● Directive 1:
Write out the records verbatim, from the line containing "Indicate the pink" up to and including the final line of the records.

Netdev List
 help / color / mirror / Atom feed
From: Bui Quang Minh <minhquangbui99@gmail.com>
To: menglong8.dong@gmail.com, xuanzhuo@linux.alibaba.com,
	eperezma@redhat.com
Cc: mst@redhat.com, jasowang@redhat.com, andrew+netdev@lunn.ch,
	davem@davemloft.net, edumazet@google.com, kuba@kernel.org,
	pabeni@redhat.com, kerneljasonxing@gmail.com,
	netdev@vger.kernel.org, virtualization@lists.linux.dev,
	linux-kernel@vger.kernel.org
Subject: Re: [PATCH net-next v2 1/2] virtio_net: xsk: fix race in rx wake up
Date: Thu, 11 Jun 2026 23:24:44 +0700	[thread overview]
Message-ID: <41eefa1d-99bf-450d-988e-7dec67c6b61e@gmail.com> (raw)
In-Reply-To: <20260611025644.2431148-2-dongml2@chinatelecom.cn>

On 6/11/26 09:56, menglong8.dong@gmail.com wrote:
> From: Menglong Dong <dongml2@chinatelecom.cn>
>
> During packet receiving in virtio-net, the rq can be empty, which means
> "rq->vq->num_free == virtqueue_get_vring_size(rq->vq)", in
> virtnet_add_recvbuf_xsk(), if we are using xsk. Meanwhile, the fill ring
> can be empty too, which means we can't allocate anything from
> xsk_buff_alloc_batch(). Then, we will set the XDP_RING_NEED_WAKEUP flag.

● Data for the task:
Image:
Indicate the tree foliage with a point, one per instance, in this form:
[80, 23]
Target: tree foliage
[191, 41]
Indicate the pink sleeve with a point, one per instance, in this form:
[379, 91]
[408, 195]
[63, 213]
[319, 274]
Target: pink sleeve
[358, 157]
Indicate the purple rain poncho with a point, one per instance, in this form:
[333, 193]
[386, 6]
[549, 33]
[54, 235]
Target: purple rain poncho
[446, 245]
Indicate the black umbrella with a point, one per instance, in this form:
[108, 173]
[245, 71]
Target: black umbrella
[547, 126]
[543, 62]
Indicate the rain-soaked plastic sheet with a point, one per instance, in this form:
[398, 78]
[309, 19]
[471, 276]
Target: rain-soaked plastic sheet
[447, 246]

● Directive 2:
Extend the mailing-list message about the race in virtio-net XSK receive wake-up, continuing from where it stops.

● Answer 1:
Indicate the pink sleeve with a point, one per instance, in this form:
[379, 91]
[408, 195]
[63, 213]
[319, 274]
Target: pink sleeve
[358, 157]
Indicate the purple rain poncho with a point, one per instance, in this form:
[333, 193]
[386, 6]
[549, 33]
[54, 235]
Target: purple rain poncho
[446, 245]
Indicate the black umbrella with a point, one per instance, in this form:
[108, 173]
[245, 71]
Target: black umbrella
[547, 126]
[543, 62]
Indicate the rain-soaked plastic sheet with a point, one per instance, in this form:
[398, 78]
[309, 19]
[471, 276]
Target: rain-soaked plastic sheet
[447, 246]

● Answer 2:
>
> However, if the user clean all the data in rx ring and fill the
> "fill ring" and check the XDP_RING_NEED_WAKEUP flag after
> xsk_buff_alloc_batch() and before xsk_set_rx_need_wakeup(), then the rx
> napi will never be scheduled: the rx ring is empty, which means we will
> never receive a packet to trigger the further recv fill. The rx ring is
> empty now, so the user will not check the flag too.
>
> Fix this by set the XDP_RING_NEED_WAKEUP flag before
> xsk_buff_alloc_batch() if both rq->vq and fill ring are empty.
>
> Meanwhile, set the XDP_RING_NEED_WAKEUP flag if we have any free entry in
> rq->vq.
>
> Fixes: e3f8800aa243 ("virtio-net: xsk: Support wakeup on RX side")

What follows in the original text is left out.